• _Texte extrait_:
L’obtention de son Bachelor of Arts en 1763, à quinze ans seulement, puis de sa maîtrise en 1766, couronne un parcours académique brillant mais insatisfaisant. Son père l’oriente alors vers le droit, espérant voir son fils devenir Lord Chancelier. Lincoln’s Inn l’accueille comme étudiant, mais les arcanes de la common law britannique, avec ses précédents contradictoires et ses fictions juridiques, heurtent son esprit logique.
Jeunesse et influences formatrices
La révélation du principe d’utilité
En 1768, année charnière de sa formation intellectuelle, Bentham découvre le Traité du gouvernement civil de Joseph Priestley. Une formule frappe son esprit comme une illumination : « le plus grand bonheur du plus grand nombre ». Ces quelques mots, qu’il attribue d’abord à tort à Priestley avant de les retrouver chez Cesare Beccaria et Francis Hutcheson, deviennent le principe architectonique de toute sa philosophie future.
Parallèlement, la lecture de l’Essai sur le gouvernement de Catherine II de Russie et du De l’esprit d’Helvétius achève de le convaincre que la législation peut et doit être reconstruite sur des bases rationnelles. L’idée que les lois humaines, loin d’être immuables, constituent des instruments perfectibles au service du bonheur collectif, transforme sa vision du droit et de la société.
Premières critiques du système juridique anglais
Admis au barreau en 1769, Bentham plaide une unique fois avant d’abandonner définitivement la pratique judiciaire. L’exercice du droit lui révèle l’absurdité d’un système où la forme prime sur le fond, où les précédents historiques l’emportent sur la raison, où la complexité procédurale enrichit les hommes de loi au détriment des justiciables.

• _Objectif 1_:
Répondez à ces questions d'après le texte sur Bentham :
(a) À quel âge Bentham obtient-il son Bachelor of Arts ?
(b) Quel ouvrage de Joseph Priestley découvre-t-il en 1768 ?
(c) Combien de fois plaide-t-il après son admission au barreau ?
• _Objectif 2_: Extrayez du texte sur Bentham tout le passage allant de « Jeunesse et influences » jusqu'à « de la société. ».
• _Objectif 3_: Prolongez le texte sur Bentham à partir de sa dernière phrase.
Le matériel qui suit est distinct du texte sur Bentham.

• _Section des données_:
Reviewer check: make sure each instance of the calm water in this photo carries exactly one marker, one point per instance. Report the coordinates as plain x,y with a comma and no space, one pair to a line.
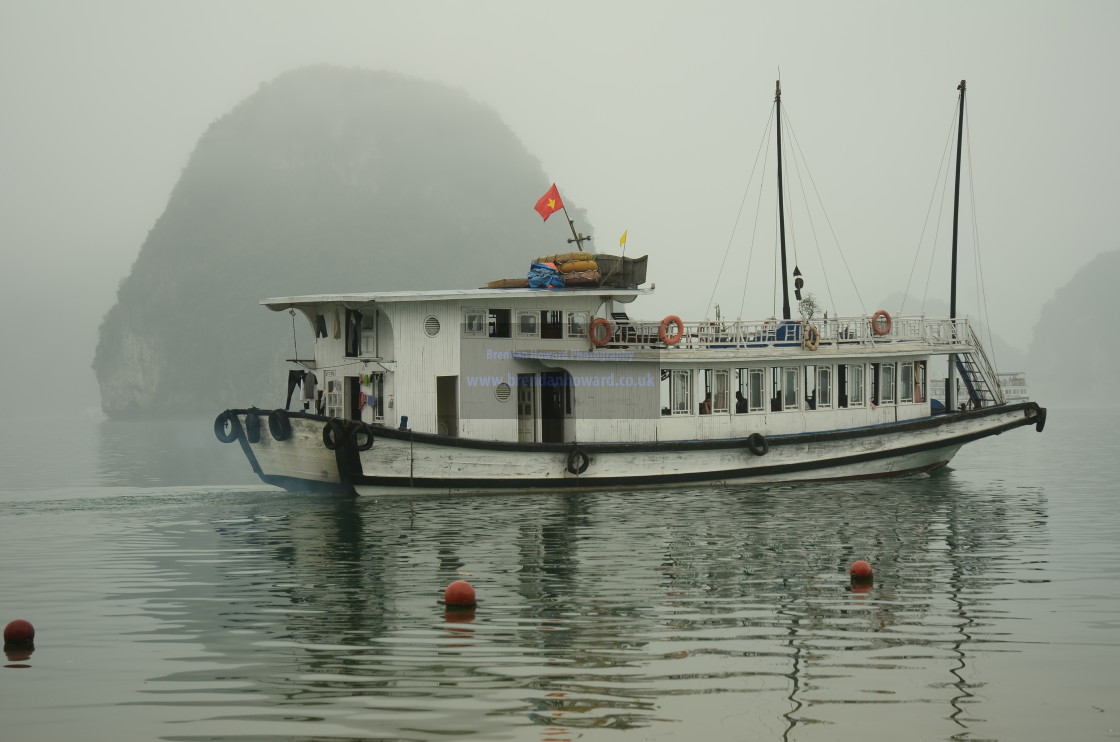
175,599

• _Résultat final 1_:
(a) À quinze ans.
(b) Le Traité du gouvernement civil.
(c) Une seule fois.

• _Résultat final 2_:
Jeunesse et influences formatrices
La révélation du principe d’utilité
En 1768, année charnière de sa formation intellectuelle, Bentham découvre le Traité du gouvernement civil de Joseph Priestley. Une formule frappe son esprit comme une illumination : « le plus grand bonheur du plus grand nombre ». Ces quelques mots, qu’il attribue d’abord à tort à Priestley avant de les retrouver chez Cesare Beccaria et Francis Hutcheson, deviennent le principe architectonique de toute sa philosophie future.
Parallèlement, la lecture de l’Essai sur le gouvernement de Catherine II de Russie et du De l’esprit d’Helvétius achève de le convaincre que la législation peut et doit être reconstruite sur des bases rationnelles. L’idée que les lois humaines, loin d’être immuables, constituent des instruments perfectibles au service du bonheur collectif, transforme sa vision du droit et de la société.

• _Résultat final 3_:
Son premier ouvrage significatif, A Fragment on Government (1776), publié anonymement, attaque frontalement les Commentaires sur les lois d’Angleterre de William Blackstone, bible juridique de l’époque. Blackstone y défendait le caractère quasi-sacré de la constitution britannique et de la common law. Bentham démonte méthodiquement cette apologie du statu quo, dénonçant les « fictions » juridiques et l’absence de principe rationnel unifiant le droit anglais. L’ouvrage, d’abord attribué à des juristes éminents, révèle un esprit critique d’une acuité redoutable.
Formation intellectuelle et développement philosophique
L’influence déterminante des Lumières françaises
Les années 1770-1780 voient Bentham approfondir sa connaissance des philosophes français. Voltaire lui enseigne l’art de la satire au service de la réforme ; Montesquieu, qu’il critique pour son relativisme, l’oblige à préciser sa conception universaliste du bonheur ; Rousseau, malgré leurs divergences profondes sur la nature humaine, le sensibilise à la question de l’égalité.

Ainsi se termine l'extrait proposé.